* Text excerpt *
-- Start --
# OPI South Beach summer 2009 collection



## user79 (Dec 13, 2008)

Pic:
southbeach2.JPG (image)

 Done Out In Deco - Lilac
Clubbing Til Sunrise - Tangerine
Suzi & The Lifeguard - Pink
Conga-Line Coral - Orange-Rose
Overexposed In South Beach - Purple
Bronzed To Perfection - Brown
Party In My Cabana - Pink
Sand In My Suit - Nude
Paint My Moji-Toes Red - Red
Miami Beet - Violet
OPI On Collins Ave. - Red Orange
Feelin’ Hot-Hot-Hot! - Flamingo Pink

What do you think?

I'm a little _bit meh _until I see swatches...


----------



## crystrill (Dec 13, 2008)

I'm from Miami and none of these colors make me think of Miami.


----------



## Zantedge (Dec 13, 2008)

Yeah, when I think of Miami of think of really vibrant colours... definitely not lilac and pale pink. There's couple that look nice, but I'm not overly excited.


----------



## florabundance (Dec 13, 2008)

Not South Beach-y to me either, but I like the look of them


----------



## ratmist (Dec 13, 2008)

Meh indeed.  I was expecting them to be bright, really really vibrant, almost tacky looking with 80s-90s flair.


----------



## Shadowy Lady (Dec 13, 2008)

I like a couple of them just by their names. But really I cannot judge them till I see them in person or at least see some swatches


----------



## user79 (Dec 13, 2008)

So far the China Glaze summer collection is kicking OPIs ass! Also the last 90210 releases were yawn-inducing...


----------



## MzzRach (Dec 13, 2008)

These colours are softer than I would have expected for a South Beach inspired collection.  Where are the uber-vibrant shades?  I would have expected clear, bright, undiluted colours.


----------



## xsnowwhite (Dec 13, 2008)
-- End --
* What to do *
**A)** Rewrite the stretch of the nail polish thread from "Done Out In" through "do you think?", substituting "Mandarin" for "Tangerine".
**B)** Pick up the OPI South Beach thread from where it stops and continue it.
The listing that comes next is separate from the nail polish thread.

* Provided data *
-- Start --
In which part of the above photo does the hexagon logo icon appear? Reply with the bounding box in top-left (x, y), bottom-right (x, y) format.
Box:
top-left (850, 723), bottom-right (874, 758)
-- End --
* Responses for each task *
**A)**
Done Out In Deco - Lilac
Clubbing Til Sunrise - Mandarin
Suzi & The Lifeguard - Pink
Conga-Line Coral - Orange-Rose
Overexposed In South Beach - Purple
Bronzed To Perfection - Brown
Party In My Cabana - Pink
Sand In My Suit - Nude
Paint My Moji-Toes Red - Red
Miami Beet - Violet
OPI On Collins Ave. - Red Orange
Feelin’ Hot-Hot-Hot! - Flamingo Pink

What do you think?

**B)**
None of them really jump out to me...The conga-line coral looks cute tho but other than that, I'd probably have to see them in person


----------



## WhippedCrm (Dec 13, 2008)

Quote:

   Originally Posted by *Zantedge* 

 
_Yeah, when I think of Miami of think of really vibrant colours... definitely not lilac and pale pink. There's couple that look nice, but I'm not overly excited._

 
ITA


----------



## user79 (Dec 14, 2008)

More pics and some swatches here:
http://www.makeupalley.com/m_87338692


----------



## sinergy (Dec 14, 2008)

that conga line coral reminds a little bit of cajun shrimp...well not a lot, but a tad...


----------



## CantAffordMAC (Dec 14, 2008)

i was expecting realy hot,bright super summery beachy colors. Not these


----------



## knoxydoll (Dec 14, 2008)

Nothing screaming buy me, buy me. I do kind of like the conga line coral though.


----------



## CantAffordMAC (Dec 14, 2008)

now that i saw the swatches, i like the really pretty golden/butterscotchy one, the conga line coral one, and the hot pink one.


----------



## sharkbytes (Dec 14, 2008)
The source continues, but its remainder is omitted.